A string trimmer, weed eater, or weed whacker as it’s more frequently called, is a tool everyone that has a lawn should own. They’re used to trim hedges, or around the edge of your yard, to keep walkways and your yard free of weeds and looking good.  

Unfortunately, like a lot of home and garden tools, they can get pretty expensive. Thankfully, there are some really decent models sold that don’t require a huge budget to purchase. If you don’t have a lot of money, here is what you should keep in mind when looking to buy a string trimmer. 

Electric or Battery Operated  

If you’re on a budget, the weed whacker you purchase needs to be either electric, meaning it’s operated via an extension cord, or ran by a battery. Gas powered weed eaters are just way too expensive to get if you don’t have a lot of money. Plus, unless you have a literal gigantic yard, you’re never going to really need all the extra power that comes with a gas-powered trimmer. Battery and electric models have more than enough power to tackle any trimming jobs you may have. 

Cutting Path  

The cutting path, or diameter, is how large of an area the trimmer cuts when in use. I like to have at least nine inches of path, because it ensures that I’m able to cut pretty much anything I come across. So, whichever weed eater you ultimately decide to purchase should have at least a nine-inch path as well. 

Cord Retention  

This only applies if the trimmer you decide to get is electric and requires a cord. There needs to be a cord retention system, meaning there should be some sort of lock that keeps your extension cord plugged into your tool that makes sure it doesn’t accidentally come unplugged. It’s a lot safer to use as such.

Entries drawn from a collection
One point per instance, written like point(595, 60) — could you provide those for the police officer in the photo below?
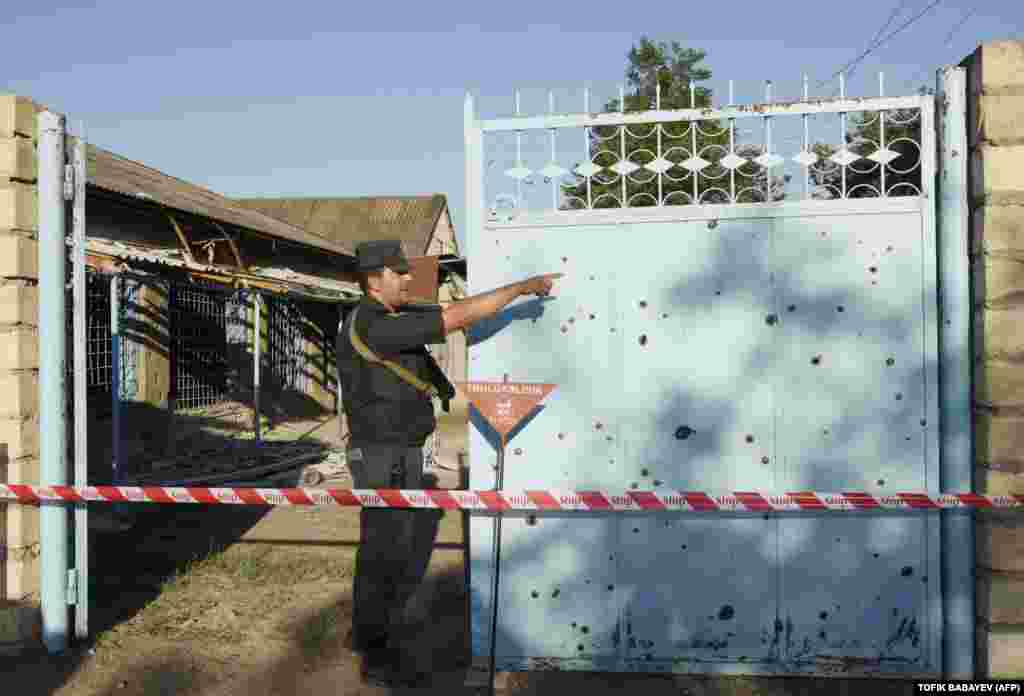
point(387, 381)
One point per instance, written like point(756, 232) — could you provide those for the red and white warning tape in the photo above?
point(487, 501)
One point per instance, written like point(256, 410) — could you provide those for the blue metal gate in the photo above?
point(729, 320)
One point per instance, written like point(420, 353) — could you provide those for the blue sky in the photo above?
point(334, 99)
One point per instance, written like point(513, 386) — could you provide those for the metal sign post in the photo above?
point(504, 405)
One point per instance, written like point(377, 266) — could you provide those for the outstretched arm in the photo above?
point(467, 312)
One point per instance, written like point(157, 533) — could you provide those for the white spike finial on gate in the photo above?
point(468, 114)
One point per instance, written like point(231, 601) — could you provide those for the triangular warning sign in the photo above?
point(505, 404)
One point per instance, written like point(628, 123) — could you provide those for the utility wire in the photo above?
point(896, 11)
point(945, 44)
point(881, 42)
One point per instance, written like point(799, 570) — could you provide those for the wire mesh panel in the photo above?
point(97, 334)
point(286, 352)
point(199, 345)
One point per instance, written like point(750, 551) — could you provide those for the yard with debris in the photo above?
point(224, 601)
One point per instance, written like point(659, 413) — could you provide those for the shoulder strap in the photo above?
point(364, 350)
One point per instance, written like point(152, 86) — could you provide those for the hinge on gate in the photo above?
point(72, 588)
point(69, 182)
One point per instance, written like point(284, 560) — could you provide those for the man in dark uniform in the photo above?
point(387, 381)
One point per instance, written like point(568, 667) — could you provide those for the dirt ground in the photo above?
point(225, 601)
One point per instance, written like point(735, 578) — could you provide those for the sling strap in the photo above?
point(399, 372)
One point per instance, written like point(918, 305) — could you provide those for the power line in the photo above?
point(945, 44)
point(896, 11)
point(881, 42)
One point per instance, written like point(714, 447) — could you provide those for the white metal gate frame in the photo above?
point(945, 469)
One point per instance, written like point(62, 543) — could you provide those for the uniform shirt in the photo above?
point(381, 407)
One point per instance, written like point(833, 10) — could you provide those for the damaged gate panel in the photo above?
point(767, 345)
point(856, 593)
point(698, 590)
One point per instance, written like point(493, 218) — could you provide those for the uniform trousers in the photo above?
point(394, 545)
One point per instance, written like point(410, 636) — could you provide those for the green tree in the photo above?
point(677, 71)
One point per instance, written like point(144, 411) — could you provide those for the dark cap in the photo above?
point(380, 253)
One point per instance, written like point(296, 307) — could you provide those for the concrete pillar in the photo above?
point(19, 570)
point(995, 136)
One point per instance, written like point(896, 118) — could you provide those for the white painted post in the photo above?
point(80, 386)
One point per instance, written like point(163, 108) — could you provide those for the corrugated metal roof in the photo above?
point(115, 173)
point(314, 286)
point(348, 221)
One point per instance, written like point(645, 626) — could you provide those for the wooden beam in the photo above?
point(17, 117)
point(240, 264)
point(185, 248)
point(17, 159)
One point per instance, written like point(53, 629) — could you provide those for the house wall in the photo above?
point(995, 136)
point(148, 426)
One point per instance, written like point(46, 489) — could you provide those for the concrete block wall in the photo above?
point(995, 137)
point(18, 343)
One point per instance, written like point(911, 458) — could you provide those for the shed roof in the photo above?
point(115, 173)
point(347, 221)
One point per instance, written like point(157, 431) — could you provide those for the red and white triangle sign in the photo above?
point(505, 404)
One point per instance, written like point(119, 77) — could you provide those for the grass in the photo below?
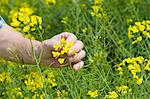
point(106, 44)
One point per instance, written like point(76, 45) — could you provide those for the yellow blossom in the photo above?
point(93, 93)
point(63, 41)
point(50, 1)
point(64, 50)
point(61, 60)
point(112, 95)
point(139, 81)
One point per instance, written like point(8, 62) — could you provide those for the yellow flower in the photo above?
point(24, 20)
point(34, 81)
point(55, 54)
point(15, 23)
point(84, 30)
point(93, 93)
point(61, 60)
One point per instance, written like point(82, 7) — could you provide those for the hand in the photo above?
point(76, 59)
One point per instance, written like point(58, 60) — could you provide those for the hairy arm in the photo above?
point(14, 47)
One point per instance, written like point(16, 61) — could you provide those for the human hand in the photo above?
point(75, 59)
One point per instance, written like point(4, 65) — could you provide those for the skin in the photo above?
point(14, 47)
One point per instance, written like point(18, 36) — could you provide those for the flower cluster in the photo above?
point(62, 94)
point(14, 92)
point(24, 20)
point(61, 50)
point(139, 31)
point(35, 81)
point(93, 93)
point(111, 95)
point(123, 89)
point(5, 77)
point(97, 9)
point(50, 2)
point(38, 96)
point(134, 66)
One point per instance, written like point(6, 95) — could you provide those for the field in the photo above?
point(116, 37)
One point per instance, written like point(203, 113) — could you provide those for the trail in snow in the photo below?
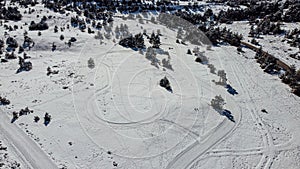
point(31, 155)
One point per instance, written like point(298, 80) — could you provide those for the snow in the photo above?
point(117, 112)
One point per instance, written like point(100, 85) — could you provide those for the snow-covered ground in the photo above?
point(117, 116)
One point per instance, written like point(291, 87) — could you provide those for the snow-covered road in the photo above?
point(30, 154)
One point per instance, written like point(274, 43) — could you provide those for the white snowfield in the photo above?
point(28, 152)
point(116, 115)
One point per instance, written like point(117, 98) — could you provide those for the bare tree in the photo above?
point(91, 63)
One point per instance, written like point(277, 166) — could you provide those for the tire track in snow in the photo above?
point(25, 148)
point(265, 133)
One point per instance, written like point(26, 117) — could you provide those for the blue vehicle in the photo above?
point(228, 114)
point(231, 90)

» Given task 1
Render this sentence from the string trimmer text in Spanish: "Battery and electric models have more than enough power to tackle any trimming jobs you may have."
» Given task 2
According to the string trimmer text, what is the smallest cutting path a trimmer should have?
These entries come from a source separate from the string trimmer text.

» Task solution 1
Los modelos eléctricos y de batería tienen potencia más que suficiente para encargarse de cualquier trabajo de recorte que puedas tener.

» Task solution 2
At least nine inches.